(Input records begins)
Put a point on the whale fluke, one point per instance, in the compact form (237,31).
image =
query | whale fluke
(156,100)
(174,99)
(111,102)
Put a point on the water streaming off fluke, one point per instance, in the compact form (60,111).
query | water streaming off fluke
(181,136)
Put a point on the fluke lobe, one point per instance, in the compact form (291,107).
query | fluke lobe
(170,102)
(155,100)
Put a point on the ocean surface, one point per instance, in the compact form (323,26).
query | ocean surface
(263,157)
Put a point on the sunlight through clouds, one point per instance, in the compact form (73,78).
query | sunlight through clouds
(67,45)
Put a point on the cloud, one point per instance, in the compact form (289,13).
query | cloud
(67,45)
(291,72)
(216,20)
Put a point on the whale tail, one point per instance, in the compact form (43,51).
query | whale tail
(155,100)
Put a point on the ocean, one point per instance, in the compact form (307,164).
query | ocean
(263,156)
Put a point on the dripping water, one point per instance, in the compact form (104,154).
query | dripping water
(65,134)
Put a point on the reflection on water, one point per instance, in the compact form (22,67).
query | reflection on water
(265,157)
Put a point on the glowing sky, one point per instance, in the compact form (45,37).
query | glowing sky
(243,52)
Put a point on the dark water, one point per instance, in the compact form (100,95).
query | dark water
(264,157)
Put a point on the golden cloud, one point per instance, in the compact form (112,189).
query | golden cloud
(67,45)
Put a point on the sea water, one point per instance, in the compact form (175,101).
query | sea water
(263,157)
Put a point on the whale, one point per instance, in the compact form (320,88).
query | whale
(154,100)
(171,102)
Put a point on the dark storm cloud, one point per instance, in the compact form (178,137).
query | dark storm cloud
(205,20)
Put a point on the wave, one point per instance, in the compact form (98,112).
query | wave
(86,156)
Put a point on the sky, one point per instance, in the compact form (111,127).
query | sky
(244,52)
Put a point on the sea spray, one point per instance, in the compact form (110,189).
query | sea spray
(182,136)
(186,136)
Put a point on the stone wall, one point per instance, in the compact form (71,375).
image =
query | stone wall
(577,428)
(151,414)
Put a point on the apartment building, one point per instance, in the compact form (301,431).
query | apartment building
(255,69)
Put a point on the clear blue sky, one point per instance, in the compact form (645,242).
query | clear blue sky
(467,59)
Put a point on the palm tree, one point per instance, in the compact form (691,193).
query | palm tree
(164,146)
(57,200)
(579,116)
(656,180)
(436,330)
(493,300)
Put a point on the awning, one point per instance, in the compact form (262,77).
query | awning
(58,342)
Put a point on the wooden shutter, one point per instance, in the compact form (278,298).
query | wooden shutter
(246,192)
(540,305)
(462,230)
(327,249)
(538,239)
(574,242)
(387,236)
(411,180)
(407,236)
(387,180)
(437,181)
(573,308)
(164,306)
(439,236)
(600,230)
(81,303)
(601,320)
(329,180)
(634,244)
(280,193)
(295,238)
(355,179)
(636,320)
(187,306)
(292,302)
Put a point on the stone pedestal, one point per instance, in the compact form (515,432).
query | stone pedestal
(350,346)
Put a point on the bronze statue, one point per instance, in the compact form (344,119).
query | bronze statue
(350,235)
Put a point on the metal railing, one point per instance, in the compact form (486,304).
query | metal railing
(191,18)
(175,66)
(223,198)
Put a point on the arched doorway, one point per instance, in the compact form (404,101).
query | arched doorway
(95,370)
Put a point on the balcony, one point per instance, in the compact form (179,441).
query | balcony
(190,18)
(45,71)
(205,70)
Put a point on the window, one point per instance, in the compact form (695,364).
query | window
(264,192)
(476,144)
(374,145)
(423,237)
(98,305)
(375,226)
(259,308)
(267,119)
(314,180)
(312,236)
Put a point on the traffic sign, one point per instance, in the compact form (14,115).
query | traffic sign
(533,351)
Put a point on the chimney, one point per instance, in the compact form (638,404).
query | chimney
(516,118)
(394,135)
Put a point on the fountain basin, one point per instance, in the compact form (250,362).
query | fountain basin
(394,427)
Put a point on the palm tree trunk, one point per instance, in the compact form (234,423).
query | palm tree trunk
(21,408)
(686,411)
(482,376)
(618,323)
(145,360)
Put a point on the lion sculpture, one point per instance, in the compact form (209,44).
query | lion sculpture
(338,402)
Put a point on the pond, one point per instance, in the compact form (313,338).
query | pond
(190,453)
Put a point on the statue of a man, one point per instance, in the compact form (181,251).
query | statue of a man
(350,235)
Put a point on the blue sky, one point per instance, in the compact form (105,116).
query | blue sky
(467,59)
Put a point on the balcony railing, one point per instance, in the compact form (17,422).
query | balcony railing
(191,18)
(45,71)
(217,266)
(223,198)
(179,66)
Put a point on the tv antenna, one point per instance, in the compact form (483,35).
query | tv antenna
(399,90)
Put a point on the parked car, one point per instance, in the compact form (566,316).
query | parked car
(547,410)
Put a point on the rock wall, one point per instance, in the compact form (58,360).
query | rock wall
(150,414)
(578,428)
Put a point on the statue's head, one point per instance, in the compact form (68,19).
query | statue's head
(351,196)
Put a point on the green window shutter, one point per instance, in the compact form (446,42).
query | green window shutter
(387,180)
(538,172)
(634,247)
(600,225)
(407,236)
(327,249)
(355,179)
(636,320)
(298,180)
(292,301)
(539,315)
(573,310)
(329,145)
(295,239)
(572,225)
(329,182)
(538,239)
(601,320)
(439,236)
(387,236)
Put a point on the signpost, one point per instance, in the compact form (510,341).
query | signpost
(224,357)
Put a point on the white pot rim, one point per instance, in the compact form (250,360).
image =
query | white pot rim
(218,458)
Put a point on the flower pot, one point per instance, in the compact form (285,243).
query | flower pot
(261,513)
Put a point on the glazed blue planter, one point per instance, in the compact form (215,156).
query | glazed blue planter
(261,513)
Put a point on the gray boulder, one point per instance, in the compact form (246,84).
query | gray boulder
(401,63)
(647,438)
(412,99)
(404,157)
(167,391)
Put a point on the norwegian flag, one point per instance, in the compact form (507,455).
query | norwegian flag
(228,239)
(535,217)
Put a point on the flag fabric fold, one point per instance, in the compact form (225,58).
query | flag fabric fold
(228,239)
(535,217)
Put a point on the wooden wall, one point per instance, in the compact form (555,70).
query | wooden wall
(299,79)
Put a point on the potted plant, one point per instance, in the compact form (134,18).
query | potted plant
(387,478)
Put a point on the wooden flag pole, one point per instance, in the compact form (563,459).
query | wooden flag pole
(Input records ends)
Locate all lines in the listing above with the word "pole". Copy them.

Put a point on the wooden flag pole, one point per instance, in the compact form (563,459).
query | wooden flag pole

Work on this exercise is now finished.